**Work request**
Only the lines from the one with "Target: carport shade panel" through the end of the material below belong in the reply; transcribe them exactly.

===============

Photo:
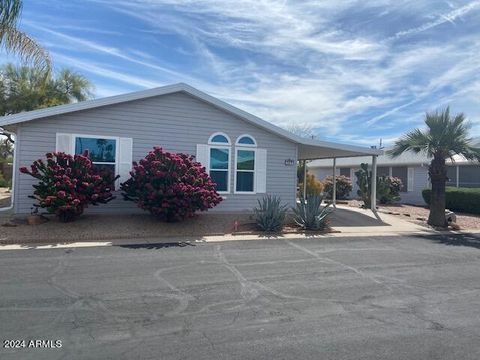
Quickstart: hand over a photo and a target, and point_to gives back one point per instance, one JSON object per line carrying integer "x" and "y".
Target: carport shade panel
{"x": 320, "y": 151}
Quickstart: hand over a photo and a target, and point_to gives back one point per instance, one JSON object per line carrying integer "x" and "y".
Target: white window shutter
{"x": 410, "y": 172}
{"x": 125, "y": 155}
{"x": 202, "y": 155}
{"x": 261, "y": 170}
{"x": 64, "y": 143}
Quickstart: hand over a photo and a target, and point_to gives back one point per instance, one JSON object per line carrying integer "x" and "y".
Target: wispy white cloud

===============

**Solved exercise**
Target: carport shade panel
{"x": 320, "y": 151}
Quickstart: hand over a photo and a target, and point_to gives back one point per instance, one JSON object per line carrying integer "x" and "y".
Target: white window shutter
{"x": 410, "y": 172}
{"x": 125, "y": 155}
{"x": 202, "y": 155}
{"x": 261, "y": 170}
{"x": 64, "y": 143}
Quickstart: hand over a photo and a target, and point_to gives back one point per instance, one JSON object per line carrying integer "x" and "y".
Target: wispy white cloud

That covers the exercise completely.